## GIVEN RECORDS

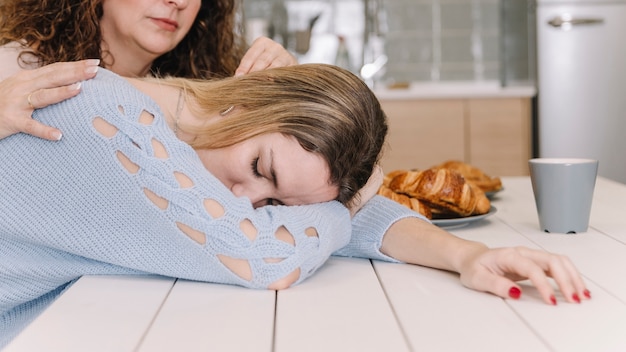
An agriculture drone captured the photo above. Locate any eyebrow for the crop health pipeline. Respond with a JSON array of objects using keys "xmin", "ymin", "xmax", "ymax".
[{"xmin": 270, "ymin": 149, "xmax": 278, "ymax": 188}]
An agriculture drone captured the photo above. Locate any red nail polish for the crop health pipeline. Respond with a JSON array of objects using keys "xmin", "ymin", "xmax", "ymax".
[{"xmin": 509, "ymin": 286, "xmax": 522, "ymax": 299}]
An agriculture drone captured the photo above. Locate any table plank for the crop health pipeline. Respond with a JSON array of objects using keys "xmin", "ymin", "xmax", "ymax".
[
  {"xmin": 138, "ymin": 280, "xmax": 276, "ymax": 352},
  {"xmin": 374, "ymin": 262, "xmax": 549, "ymax": 352},
  {"xmin": 274, "ymin": 257, "xmax": 409, "ymax": 352},
  {"xmin": 4, "ymin": 276, "xmax": 174, "ymax": 352}
]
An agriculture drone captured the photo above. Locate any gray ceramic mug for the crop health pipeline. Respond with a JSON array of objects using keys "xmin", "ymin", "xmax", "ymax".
[{"xmin": 528, "ymin": 158, "xmax": 598, "ymax": 233}]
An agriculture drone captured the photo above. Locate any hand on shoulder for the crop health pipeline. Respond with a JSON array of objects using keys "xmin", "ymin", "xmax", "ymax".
[{"xmin": 0, "ymin": 59, "xmax": 100, "ymax": 140}]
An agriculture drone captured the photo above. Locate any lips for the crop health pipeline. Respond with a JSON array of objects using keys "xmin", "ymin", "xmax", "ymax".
[{"xmin": 152, "ymin": 18, "xmax": 178, "ymax": 32}]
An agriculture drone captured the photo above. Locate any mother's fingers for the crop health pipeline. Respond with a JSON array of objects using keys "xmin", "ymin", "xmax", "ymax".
[
  {"xmin": 18, "ymin": 59, "xmax": 100, "ymax": 92},
  {"xmin": 235, "ymin": 37, "xmax": 298, "ymax": 76}
]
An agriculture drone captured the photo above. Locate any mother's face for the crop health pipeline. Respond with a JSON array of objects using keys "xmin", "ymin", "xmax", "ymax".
[
  {"xmin": 100, "ymin": 0, "xmax": 201, "ymax": 71},
  {"xmin": 197, "ymin": 133, "xmax": 339, "ymax": 207}
]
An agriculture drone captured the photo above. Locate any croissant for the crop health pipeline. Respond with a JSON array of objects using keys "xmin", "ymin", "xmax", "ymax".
[
  {"xmin": 432, "ymin": 160, "xmax": 502, "ymax": 192},
  {"xmin": 389, "ymin": 169, "xmax": 491, "ymax": 217},
  {"xmin": 378, "ymin": 182, "xmax": 433, "ymax": 219}
]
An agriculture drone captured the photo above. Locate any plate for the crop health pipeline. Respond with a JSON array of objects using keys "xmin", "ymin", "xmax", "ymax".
[
  {"xmin": 431, "ymin": 206, "xmax": 498, "ymax": 229},
  {"xmin": 485, "ymin": 187, "xmax": 504, "ymax": 199}
]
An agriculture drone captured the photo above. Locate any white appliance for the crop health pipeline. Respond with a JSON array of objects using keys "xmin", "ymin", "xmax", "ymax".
[{"xmin": 536, "ymin": 0, "xmax": 626, "ymax": 183}]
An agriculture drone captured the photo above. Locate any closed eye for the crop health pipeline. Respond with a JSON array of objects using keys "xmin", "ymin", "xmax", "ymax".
[{"xmin": 250, "ymin": 157, "xmax": 263, "ymax": 178}]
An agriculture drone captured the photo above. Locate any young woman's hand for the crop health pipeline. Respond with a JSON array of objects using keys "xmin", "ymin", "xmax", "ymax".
[
  {"xmin": 459, "ymin": 247, "xmax": 591, "ymax": 305},
  {"xmin": 235, "ymin": 37, "xmax": 298, "ymax": 76},
  {"xmin": 0, "ymin": 60, "xmax": 100, "ymax": 140},
  {"xmin": 349, "ymin": 165, "xmax": 385, "ymax": 216}
]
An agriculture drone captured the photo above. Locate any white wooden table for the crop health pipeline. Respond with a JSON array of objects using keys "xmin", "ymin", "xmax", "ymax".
[{"xmin": 5, "ymin": 177, "xmax": 626, "ymax": 352}]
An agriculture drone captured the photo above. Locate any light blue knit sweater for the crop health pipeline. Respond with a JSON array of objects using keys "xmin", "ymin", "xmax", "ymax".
[{"xmin": 0, "ymin": 70, "xmax": 418, "ymax": 348}]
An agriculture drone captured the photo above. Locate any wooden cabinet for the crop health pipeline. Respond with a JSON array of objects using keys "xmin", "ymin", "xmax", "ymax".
[{"xmin": 381, "ymin": 98, "xmax": 532, "ymax": 176}]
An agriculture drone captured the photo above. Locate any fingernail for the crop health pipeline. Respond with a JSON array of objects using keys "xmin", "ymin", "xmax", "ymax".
[{"xmin": 509, "ymin": 286, "xmax": 522, "ymax": 299}]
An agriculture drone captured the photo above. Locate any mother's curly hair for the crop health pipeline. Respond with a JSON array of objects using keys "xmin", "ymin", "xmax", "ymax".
[{"xmin": 0, "ymin": 0, "xmax": 245, "ymax": 78}]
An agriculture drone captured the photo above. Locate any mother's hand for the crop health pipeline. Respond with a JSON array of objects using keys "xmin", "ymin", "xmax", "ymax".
[
  {"xmin": 460, "ymin": 247, "xmax": 591, "ymax": 305},
  {"xmin": 235, "ymin": 37, "xmax": 298, "ymax": 76},
  {"xmin": 0, "ymin": 59, "xmax": 100, "ymax": 140}
]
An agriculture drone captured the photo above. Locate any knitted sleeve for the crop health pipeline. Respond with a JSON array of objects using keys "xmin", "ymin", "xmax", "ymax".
[
  {"xmin": 333, "ymin": 196, "xmax": 428, "ymax": 262},
  {"xmin": 0, "ymin": 70, "xmax": 351, "ymax": 320}
]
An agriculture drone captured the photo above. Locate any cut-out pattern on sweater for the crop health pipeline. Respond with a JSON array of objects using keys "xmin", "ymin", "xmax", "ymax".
[{"xmin": 93, "ymin": 105, "xmax": 304, "ymax": 289}]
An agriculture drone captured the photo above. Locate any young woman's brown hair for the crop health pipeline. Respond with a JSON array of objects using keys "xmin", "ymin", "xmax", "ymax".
[{"xmin": 162, "ymin": 64, "xmax": 387, "ymax": 204}]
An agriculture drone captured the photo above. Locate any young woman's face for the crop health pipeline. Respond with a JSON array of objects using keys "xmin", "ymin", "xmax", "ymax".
[
  {"xmin": 100, "ymin": 0, "xmax": 201, "ymax": 71},
  {"xmin": 197, "ymin": 133, "xmax": 339, "ymax": 207}
]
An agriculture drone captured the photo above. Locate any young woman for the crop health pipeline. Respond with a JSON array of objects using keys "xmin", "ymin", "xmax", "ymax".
[{"xmin": 0, "ymin": 0, "xmax": 296, "ymax": 140}]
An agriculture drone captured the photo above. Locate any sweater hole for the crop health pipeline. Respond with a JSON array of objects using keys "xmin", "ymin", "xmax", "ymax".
[
  {"xmin": 152, "ymin": 138, "xmax": 169, "ymax": 159},
  {"xmin": 176, "ymin": 221, "xmax": 206, "ymax": 245},
  {"xmin": 139, "ymin": 110, "xmax": 154, "ymax": 126},
  {"xmin": 143, "ymin": 188, "xmax": 169, "ymax": 210},
  {"xmin": 92, "ymin": 116, "xmax": 118, "ymax": 138},
  {"xmin": 274, "ymin": 226, "xmax": 296, "ymax": 246},
  {"xmin": 239, "ymin": 219, "xmax": 257, "ymax": 241},
  {"xmin": 174, "ymin": 171, "xmax": 193, "ymax": 188},
  {"xmin": 116, "ymin": 150, "xmax": 139, "ymax": 174},
  {"xmin": 304, "ymin": 227, "xmax": 319, "ymax": 237},
  {"xmin": 267, "ymin": 268, "xmax": 300, "ymax": 290},
  {"xmin": 204, "ymin": 199, "xmax": 224, "ymax": 219},
  {"xmin": 217, "ymin": 254, "xmax": 252, "ymax": 281}
]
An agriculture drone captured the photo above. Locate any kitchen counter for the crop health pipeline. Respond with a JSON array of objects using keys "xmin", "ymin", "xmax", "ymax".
[{"xmin": 374, "ymin": 81, "xmax": 537, "ymax": 100}]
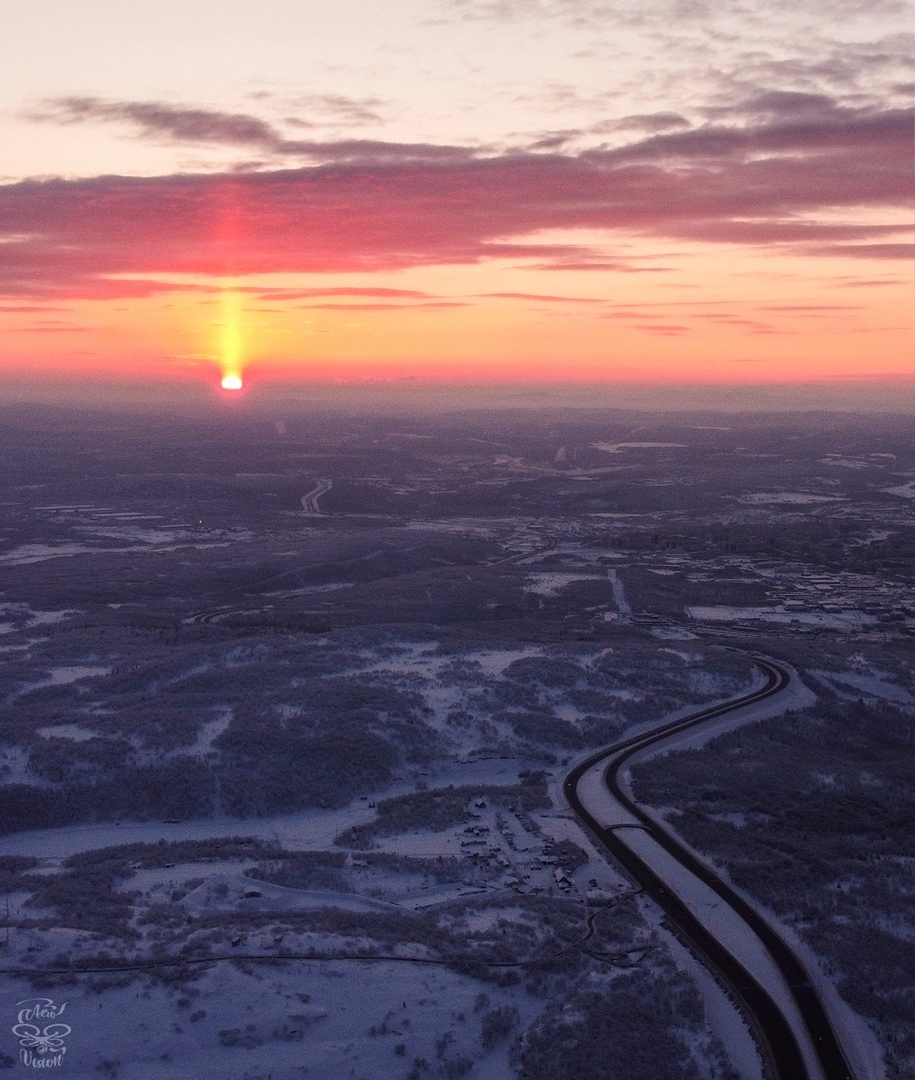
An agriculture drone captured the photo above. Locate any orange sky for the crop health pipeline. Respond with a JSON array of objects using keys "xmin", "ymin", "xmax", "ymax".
[{"xmin": 0, "ymin": 0, "xmax": 915, "ymax": 397}]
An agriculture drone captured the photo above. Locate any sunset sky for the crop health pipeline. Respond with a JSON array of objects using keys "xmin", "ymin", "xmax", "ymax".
[{"xmin": 0, "ymin": 0, "xmax": 915, "ymax": 392}]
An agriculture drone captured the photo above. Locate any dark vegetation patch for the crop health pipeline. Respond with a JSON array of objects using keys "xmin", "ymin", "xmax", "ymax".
[{"xmin": 634, "ymin": 699, "xmax": 915, "ymax": 1080}]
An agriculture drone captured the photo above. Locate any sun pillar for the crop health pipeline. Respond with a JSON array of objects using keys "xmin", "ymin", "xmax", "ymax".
[{"xmin": 219, "ymin": 281, "xmax": 242, "ymax": 390}]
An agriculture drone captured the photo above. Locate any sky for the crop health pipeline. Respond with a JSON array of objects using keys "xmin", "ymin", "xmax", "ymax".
[{"xmin": 0, "ymin": 0, "xmax": 915, "ymax": 401}]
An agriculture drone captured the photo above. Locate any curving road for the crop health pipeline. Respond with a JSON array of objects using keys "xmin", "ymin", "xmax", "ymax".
[{"xmin": 564, "ymin": 658, "xmax": 853, "ymax": 1080}]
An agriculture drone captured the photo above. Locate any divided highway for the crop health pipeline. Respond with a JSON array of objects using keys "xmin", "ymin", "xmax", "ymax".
[{"xmin": 564, "ymin": 658, "xmax": 853, "ymax": 1080}]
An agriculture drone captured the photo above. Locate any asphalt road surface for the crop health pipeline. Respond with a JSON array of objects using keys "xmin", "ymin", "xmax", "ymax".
[{"xmin": 564, "ymin": 658, "xmax": 853, "ymax": 1080}]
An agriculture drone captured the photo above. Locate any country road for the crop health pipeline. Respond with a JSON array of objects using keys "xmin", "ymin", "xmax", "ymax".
[
  {"xmin": 564, "ymin": 658, "xmax": 853, "ymax": 1080},
  {"xmin": 301, "ymin": 480, "xmax": 334, "ymax": 514}
]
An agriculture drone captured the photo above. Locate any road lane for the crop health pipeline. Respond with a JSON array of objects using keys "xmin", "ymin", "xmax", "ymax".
[{"xmin": 565, "ymin": 659, "xmax": 852, "ymax": 1080}]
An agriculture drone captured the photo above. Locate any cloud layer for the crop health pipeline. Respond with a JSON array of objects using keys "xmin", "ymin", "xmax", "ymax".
[{"xmin": 0, "ymin": 94, "xmax": 913, "ymax": 297}]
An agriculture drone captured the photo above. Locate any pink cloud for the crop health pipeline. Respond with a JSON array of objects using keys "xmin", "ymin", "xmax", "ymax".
[{"xmin": 0, "ymin": 101, "xmax": 912, "ymax": 299}]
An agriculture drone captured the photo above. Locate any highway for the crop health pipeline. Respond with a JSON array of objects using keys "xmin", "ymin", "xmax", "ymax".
[
  {"xmin": 564, "ymin": 658, "xmax": 853, "ymax": 1080},
  {"xmin": 301, "ymin": 480, "xmax": 334, "ymax": 514}
]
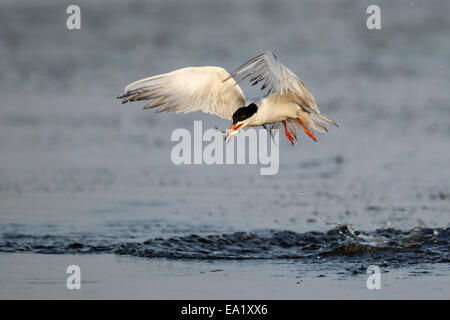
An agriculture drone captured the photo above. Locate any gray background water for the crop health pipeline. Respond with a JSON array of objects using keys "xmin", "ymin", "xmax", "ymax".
[{"xmin": 0, "ymin": 0, "xmax": 450, "ymax": 297}]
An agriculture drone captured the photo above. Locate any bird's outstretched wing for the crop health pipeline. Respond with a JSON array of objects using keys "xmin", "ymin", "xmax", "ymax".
[
  {"xmin": 117, "ymin": 66, "xmax": 245, "ymax": 120},
  {"xmin": 226, "ymin": 51, "xmax": 320, "ymax": 114}
]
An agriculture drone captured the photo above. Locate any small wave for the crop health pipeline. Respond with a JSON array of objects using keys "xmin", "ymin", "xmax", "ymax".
[{"xmin": 0, "ymin": 225, "xmax": 450, "ymax": 264}]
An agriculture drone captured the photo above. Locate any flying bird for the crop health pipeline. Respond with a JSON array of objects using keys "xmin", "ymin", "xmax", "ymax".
[{"xmin": 117, "ymin": 51, "xmax": 338, "ymax": 144}]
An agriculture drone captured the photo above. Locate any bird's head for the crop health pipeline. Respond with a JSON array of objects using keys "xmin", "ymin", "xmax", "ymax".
[{"xmin": 227, "ymin": 103, "xmax": 258, "ymax": 141}]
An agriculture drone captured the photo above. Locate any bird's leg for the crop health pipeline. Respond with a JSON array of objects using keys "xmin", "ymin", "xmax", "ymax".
[
  {"xmin": 262, "ymin": 124, "xmax": 278, "ymax": 145},
  {"xmin": 297, "ymin": 118, "xmax": 317, "ymax": 141},
  {"xmin": 214, "ymin": 127, "xmax": 227, "ymax": 137},
  {"xmin": 282, "ymin": 120, "xmax": 294, "ymax": 144}
]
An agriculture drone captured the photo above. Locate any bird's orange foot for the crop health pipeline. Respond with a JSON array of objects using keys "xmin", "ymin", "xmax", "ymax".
[
  {"xmin": 283, "ymin": 120, "xmax": 294, "ymax": 144},
  {"xmin": 298, "ymin": 118, "xmax": 317, "ymax": 141}
]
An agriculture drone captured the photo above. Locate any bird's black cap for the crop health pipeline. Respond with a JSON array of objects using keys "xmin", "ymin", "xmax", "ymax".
[{"xmin": 233, "ymin": 103, "xmax": 258, "ymax": 124}]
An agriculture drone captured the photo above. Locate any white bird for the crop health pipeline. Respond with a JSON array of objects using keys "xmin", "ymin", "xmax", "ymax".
[{"xmin": 117, "ymin": 51, "xmax": 337, "ymax": 144}]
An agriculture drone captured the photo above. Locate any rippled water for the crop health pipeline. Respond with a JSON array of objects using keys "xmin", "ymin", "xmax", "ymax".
[
  {"xmin": 0, "ymin": 0, "xmax": 450, "ymax": 297},
  {"xmin": 0, "ymin": 225, "xmax": 450, "ymax": 267}
]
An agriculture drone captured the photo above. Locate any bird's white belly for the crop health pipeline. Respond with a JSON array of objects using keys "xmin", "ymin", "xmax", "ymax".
[{"xmin": 252, "ymin": 99, "xmax": 298, "ymax": 126}]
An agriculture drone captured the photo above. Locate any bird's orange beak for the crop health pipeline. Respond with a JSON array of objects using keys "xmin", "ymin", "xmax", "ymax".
[{"xmin": 230, "ymin": 123, "xmax": 244, "ymax": 131}]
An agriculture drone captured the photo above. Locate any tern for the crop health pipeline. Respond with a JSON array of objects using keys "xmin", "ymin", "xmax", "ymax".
[{"xmin": 117, "ymin": 51, "xmax": 338, "ymax": 144}]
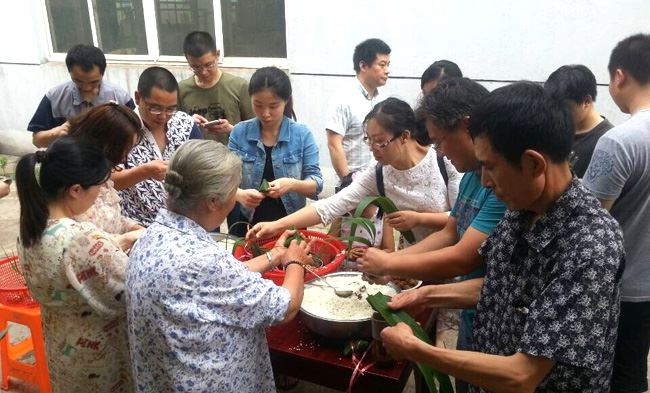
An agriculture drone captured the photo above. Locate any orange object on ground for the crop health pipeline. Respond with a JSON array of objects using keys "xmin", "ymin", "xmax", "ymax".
[{"xmin": 0, "ymin": 304, "xmax": 51, "ymax": 393}]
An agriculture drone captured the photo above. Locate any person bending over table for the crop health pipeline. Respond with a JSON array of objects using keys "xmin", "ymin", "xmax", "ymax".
[
  {"xmin": 382, "ymin": 82, "xmax": 625, "ymax": 393},
  {"xmin": 126, "ymin": 140, "xmax": 310, "ymax": 393}
]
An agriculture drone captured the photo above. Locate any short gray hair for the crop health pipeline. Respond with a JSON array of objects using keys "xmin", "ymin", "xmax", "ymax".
[{"xmin": 165, "ymin": 140, "xmax": 242, "ymax": 213}]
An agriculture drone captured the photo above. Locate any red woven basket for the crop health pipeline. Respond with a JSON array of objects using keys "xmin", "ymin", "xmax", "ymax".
[
  {"xmin": 233, "ymin": 229, "xmax": 346, "ymax": 285},
  {"xmin": 0, "ymin": 256, "xmax": 38, "ymax": 307}
]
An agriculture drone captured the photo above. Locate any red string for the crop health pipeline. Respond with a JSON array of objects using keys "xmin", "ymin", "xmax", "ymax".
[{"xmin": 347, "ymin": 340, "xmax": 376, "ymax": 393}]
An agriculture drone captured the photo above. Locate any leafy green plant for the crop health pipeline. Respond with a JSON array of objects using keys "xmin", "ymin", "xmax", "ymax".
[
  {"xmin": 341, "ymin": 196, "xmax": 415, "ymax": 253},
  {"xmin": 367, "ymin": 292, "xmax": 454, "ymax": 393}
]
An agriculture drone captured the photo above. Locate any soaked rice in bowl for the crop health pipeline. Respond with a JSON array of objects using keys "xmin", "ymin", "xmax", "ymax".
[{"xmin": 302, "ymin": 274, "xmax": 396, "ymax": 321}]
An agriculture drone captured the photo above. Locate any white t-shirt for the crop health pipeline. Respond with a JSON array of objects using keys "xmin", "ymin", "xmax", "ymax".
[
  {"xmin": 325, "ymin": 77, "xmax": 383, "ymax": 178},
  {"xmin": 312, "ymin": 149, "xmax": 461, "ymax": 241}
]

## WHAT IS REQUIRED
Count the lines in the items above that contain the word "head", and give only that number.

## THE COMPLETED TASK
1